EXERCISE AIM: Please gather every line in the rows below that contains the word "tree". Uppercase and lowercase count as different.

EXERCISE MATERIAL:
============
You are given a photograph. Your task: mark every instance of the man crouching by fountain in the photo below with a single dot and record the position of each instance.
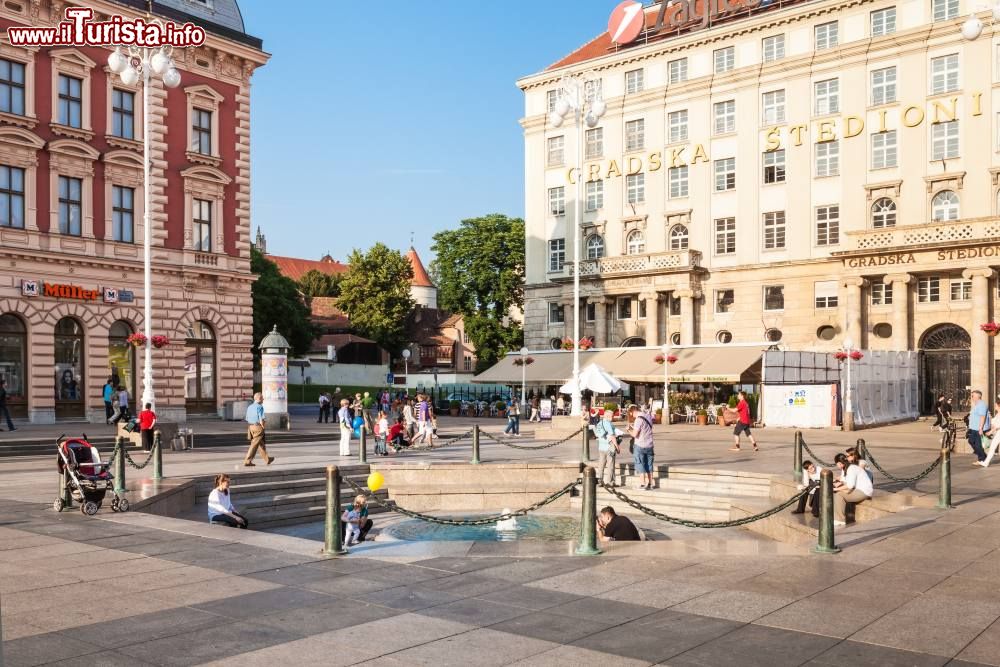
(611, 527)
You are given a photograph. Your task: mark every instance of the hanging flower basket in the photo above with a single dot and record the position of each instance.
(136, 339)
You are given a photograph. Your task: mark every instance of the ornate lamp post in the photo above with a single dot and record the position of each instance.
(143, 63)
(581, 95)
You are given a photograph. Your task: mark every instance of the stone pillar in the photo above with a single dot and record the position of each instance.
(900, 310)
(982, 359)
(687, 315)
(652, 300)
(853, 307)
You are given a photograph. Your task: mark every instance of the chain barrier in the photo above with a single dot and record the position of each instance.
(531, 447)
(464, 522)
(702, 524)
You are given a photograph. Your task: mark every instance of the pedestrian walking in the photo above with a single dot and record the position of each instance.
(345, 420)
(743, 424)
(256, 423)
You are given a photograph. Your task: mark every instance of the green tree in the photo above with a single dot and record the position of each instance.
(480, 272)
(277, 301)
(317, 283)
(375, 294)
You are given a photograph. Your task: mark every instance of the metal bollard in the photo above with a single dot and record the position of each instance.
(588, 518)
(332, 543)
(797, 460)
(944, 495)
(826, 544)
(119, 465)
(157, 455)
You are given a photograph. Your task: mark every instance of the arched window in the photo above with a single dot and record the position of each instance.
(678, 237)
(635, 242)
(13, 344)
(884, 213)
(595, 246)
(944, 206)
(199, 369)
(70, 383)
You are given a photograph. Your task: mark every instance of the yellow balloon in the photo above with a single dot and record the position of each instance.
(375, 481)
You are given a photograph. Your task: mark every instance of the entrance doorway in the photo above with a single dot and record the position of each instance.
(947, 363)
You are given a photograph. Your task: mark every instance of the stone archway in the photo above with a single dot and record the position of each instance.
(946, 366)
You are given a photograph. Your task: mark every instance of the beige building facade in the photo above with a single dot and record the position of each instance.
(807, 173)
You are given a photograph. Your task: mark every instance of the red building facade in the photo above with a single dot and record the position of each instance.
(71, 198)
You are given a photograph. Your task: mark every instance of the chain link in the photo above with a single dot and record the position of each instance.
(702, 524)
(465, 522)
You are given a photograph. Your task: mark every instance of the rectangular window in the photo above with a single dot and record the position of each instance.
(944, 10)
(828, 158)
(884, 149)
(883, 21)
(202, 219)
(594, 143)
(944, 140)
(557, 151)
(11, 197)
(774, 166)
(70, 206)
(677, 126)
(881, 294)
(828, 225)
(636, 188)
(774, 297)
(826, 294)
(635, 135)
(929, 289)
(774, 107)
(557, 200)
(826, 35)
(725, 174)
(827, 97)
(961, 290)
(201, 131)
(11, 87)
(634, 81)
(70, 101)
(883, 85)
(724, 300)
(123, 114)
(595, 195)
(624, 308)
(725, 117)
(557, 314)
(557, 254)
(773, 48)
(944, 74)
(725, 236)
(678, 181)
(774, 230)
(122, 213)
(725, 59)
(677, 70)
============
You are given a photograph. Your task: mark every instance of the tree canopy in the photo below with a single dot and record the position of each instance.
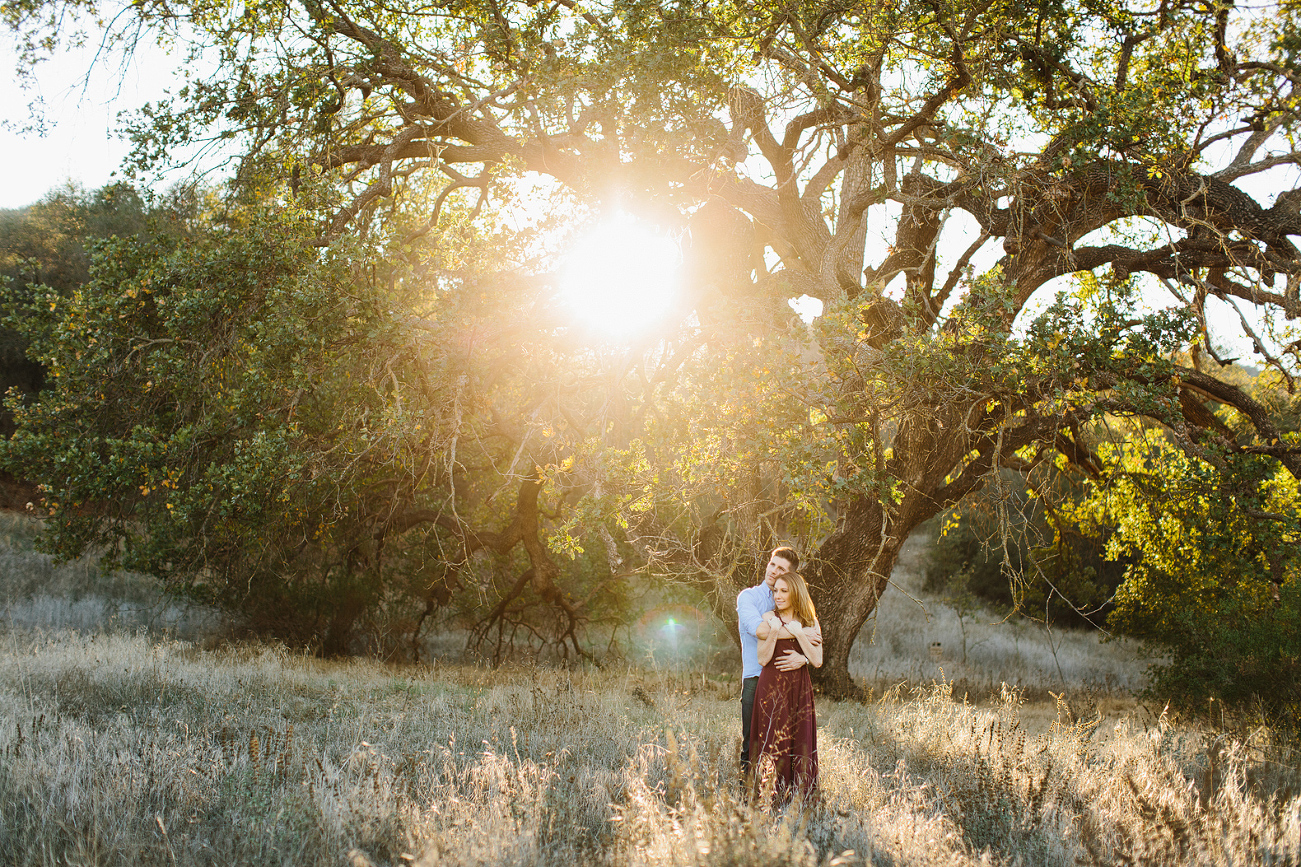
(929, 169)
============
EXPECTED ANSWER:
You are given a photograph. Your task: mark every instance of the green tree in the photo above with a single dot and record the position of each instance.
You are given a photograph. Your task: mark every instance of the tree canopy in the photo below with a single dot and record the position of each instance.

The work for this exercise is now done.